- EXTRACT PROVIDED:
....................

So, you know, the example of recalling at a dog park being used as the height of positive training is even funnier. Recall should ALWAYS be positive for the dog! It's the best way, IME, to get a recall that looks like the dog has been shot out of a canon. And a happy dog doing it:


----------



## hamandeggs (Aug 11, 2011)

Totally agree! I'm totally a "cookie trainer" - with a clicker, even worse (eyeroll) - and yeah, I can call my dog out of play at a dog park with no trouble at all. I do it all the time. She gallops over with pep in her step. And I taught her that with cookies. 

Did you know that treats aren't allowed during the Canine Good Citizen test? And yet, somehow, my clicker-trained dog passed with flying colors. Imagine that.

It's nonsensical to me to think that you can train something like recall without positive reinforcement. 

Sure, I do think there are some things that maybe are more effectively trained with punishment IN SOME DOGS. The force-fetch comes to mind. But even there, not every hunting dog is best served by force fetch. If a particular dog will retrieve enthusiastically naturally, I think there are a lot of people who don't see the sense in sucking the joy out of it with force fetch. And for most dog owners - and I'm not only talking about pet owners - I think that positive reinforcement is the way to go. It preserves your relationship with your dog, it WORKS, it's fun, and it can't backfire. 

And again, if you really think a dog - a dependent animal with emotions who can't speak for itself - can't be a well-behaved pet without "punishment"...I don't think that says good things about what kind of person you are.


----------



## HollowHeaven (Feb 5, 2012)

CptJack said:


> I wish I did, but I think I understand it in a lot of people. It often seems to be a fragile ego thing - and I"m not talking people who use carefully timed corrections, or whatever, like wvasko -. "I WILL NOT HAVE MY DOG CHALLENGING MY AUTHORITY, HOW DARE THEY?!!!!". Like a dog not doing what it's told is a personal affront to them, an insult, and the dog must do EXACTLY as it's told, with no reward, or otherwise it doesn't 'respect' them, and again: HOW DARE IT?!


These are the words that are in my bubble but I could not express.

I do not understand the need some people to have to demand complete compliance from their animals without any incentive or positive enforcement -whether it's with treats or not.
I use treats, my dogs aren't obese. They don't expect a treat everytime they do something. Hell, Diesel will do something for the sheer pleasure of seeing me pleased with him, yet I still choose to use a tangible reward from time to time. 

Whether it's horses, dogs or people, if you can't find a better way to motivate than intimidation, you should rethink your leadership position.

....................

- ROWS:
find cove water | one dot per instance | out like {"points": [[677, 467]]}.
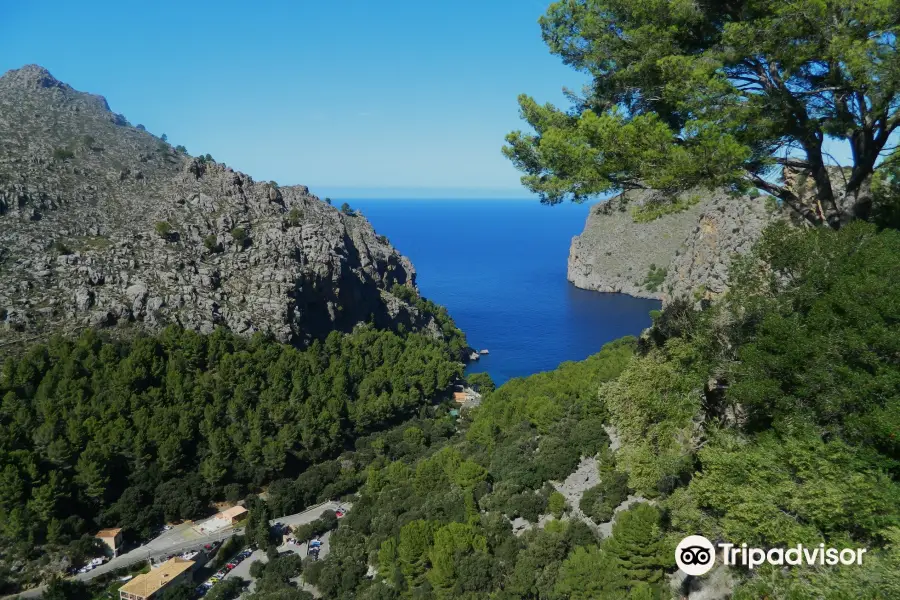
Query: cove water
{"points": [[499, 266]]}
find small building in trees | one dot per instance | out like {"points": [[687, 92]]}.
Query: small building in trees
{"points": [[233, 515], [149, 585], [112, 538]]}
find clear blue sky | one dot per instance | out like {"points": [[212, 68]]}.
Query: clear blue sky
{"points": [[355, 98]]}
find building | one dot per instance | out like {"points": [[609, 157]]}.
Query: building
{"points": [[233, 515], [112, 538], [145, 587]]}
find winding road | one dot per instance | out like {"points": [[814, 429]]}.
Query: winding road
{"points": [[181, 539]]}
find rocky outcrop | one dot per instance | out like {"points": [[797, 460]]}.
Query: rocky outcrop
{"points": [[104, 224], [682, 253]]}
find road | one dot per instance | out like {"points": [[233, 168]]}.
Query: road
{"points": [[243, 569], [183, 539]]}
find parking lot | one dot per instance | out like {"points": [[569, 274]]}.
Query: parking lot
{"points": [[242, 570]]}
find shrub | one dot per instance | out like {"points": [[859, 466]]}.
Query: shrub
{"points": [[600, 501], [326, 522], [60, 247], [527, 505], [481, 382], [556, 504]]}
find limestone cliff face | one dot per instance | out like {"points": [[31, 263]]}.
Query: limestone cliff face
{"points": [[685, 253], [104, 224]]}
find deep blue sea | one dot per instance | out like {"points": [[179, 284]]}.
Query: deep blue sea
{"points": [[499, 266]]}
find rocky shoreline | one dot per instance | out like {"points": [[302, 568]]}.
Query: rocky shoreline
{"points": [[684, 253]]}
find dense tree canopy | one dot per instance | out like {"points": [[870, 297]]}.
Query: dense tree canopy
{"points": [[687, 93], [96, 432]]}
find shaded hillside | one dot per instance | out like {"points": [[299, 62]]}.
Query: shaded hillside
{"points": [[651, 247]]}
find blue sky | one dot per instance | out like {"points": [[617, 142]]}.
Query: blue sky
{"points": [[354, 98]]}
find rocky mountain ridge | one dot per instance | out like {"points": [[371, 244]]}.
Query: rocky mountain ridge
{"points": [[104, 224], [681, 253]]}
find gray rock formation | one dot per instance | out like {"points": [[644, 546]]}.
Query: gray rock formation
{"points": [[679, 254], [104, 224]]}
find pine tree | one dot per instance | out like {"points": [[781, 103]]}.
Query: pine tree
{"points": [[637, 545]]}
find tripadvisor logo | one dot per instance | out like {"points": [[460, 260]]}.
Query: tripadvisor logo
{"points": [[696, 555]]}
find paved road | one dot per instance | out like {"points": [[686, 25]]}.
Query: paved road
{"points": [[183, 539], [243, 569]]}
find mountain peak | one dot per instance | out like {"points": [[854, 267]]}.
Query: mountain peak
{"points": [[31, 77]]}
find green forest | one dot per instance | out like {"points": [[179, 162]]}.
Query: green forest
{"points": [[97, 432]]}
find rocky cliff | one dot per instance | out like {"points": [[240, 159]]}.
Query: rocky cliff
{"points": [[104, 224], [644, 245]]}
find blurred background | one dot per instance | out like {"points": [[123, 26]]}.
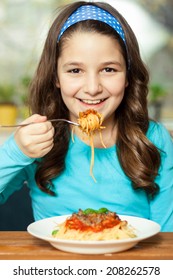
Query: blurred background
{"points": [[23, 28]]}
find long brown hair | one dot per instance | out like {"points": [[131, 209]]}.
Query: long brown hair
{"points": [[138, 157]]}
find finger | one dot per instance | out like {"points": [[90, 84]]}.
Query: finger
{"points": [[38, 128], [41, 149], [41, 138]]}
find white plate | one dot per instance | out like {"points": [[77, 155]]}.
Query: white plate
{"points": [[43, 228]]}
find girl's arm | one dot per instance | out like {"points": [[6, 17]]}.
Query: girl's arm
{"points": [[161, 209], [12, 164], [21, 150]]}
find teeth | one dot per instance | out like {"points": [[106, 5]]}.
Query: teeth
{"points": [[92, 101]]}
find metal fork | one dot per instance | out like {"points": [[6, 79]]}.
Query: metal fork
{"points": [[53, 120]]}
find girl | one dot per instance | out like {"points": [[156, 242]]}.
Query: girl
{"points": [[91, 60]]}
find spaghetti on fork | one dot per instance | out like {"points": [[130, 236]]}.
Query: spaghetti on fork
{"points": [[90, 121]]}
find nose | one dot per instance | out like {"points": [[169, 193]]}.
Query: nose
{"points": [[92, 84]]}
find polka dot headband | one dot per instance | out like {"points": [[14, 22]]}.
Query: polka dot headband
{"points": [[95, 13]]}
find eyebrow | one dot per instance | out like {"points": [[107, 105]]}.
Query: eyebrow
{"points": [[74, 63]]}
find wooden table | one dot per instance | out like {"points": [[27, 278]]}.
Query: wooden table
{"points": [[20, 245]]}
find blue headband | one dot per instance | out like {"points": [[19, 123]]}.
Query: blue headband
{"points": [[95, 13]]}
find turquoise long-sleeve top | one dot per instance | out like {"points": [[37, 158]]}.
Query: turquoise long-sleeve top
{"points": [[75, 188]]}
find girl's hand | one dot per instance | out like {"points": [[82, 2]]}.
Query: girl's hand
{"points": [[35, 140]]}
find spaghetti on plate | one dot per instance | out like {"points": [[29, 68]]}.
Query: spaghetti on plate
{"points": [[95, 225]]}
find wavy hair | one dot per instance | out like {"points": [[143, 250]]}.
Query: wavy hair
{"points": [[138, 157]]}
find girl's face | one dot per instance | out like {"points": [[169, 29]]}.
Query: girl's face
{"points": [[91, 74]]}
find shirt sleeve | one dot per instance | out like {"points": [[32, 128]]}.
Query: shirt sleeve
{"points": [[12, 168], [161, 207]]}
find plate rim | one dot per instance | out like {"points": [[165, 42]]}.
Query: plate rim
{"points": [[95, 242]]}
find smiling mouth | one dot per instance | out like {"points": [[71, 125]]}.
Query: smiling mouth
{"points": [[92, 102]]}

....................

- EXERCISE AIM: In the forum thread on dog training, during which test are treats not allowed?

- ANSWER TO THIS PROBLEM: The Canine Good Citizen test.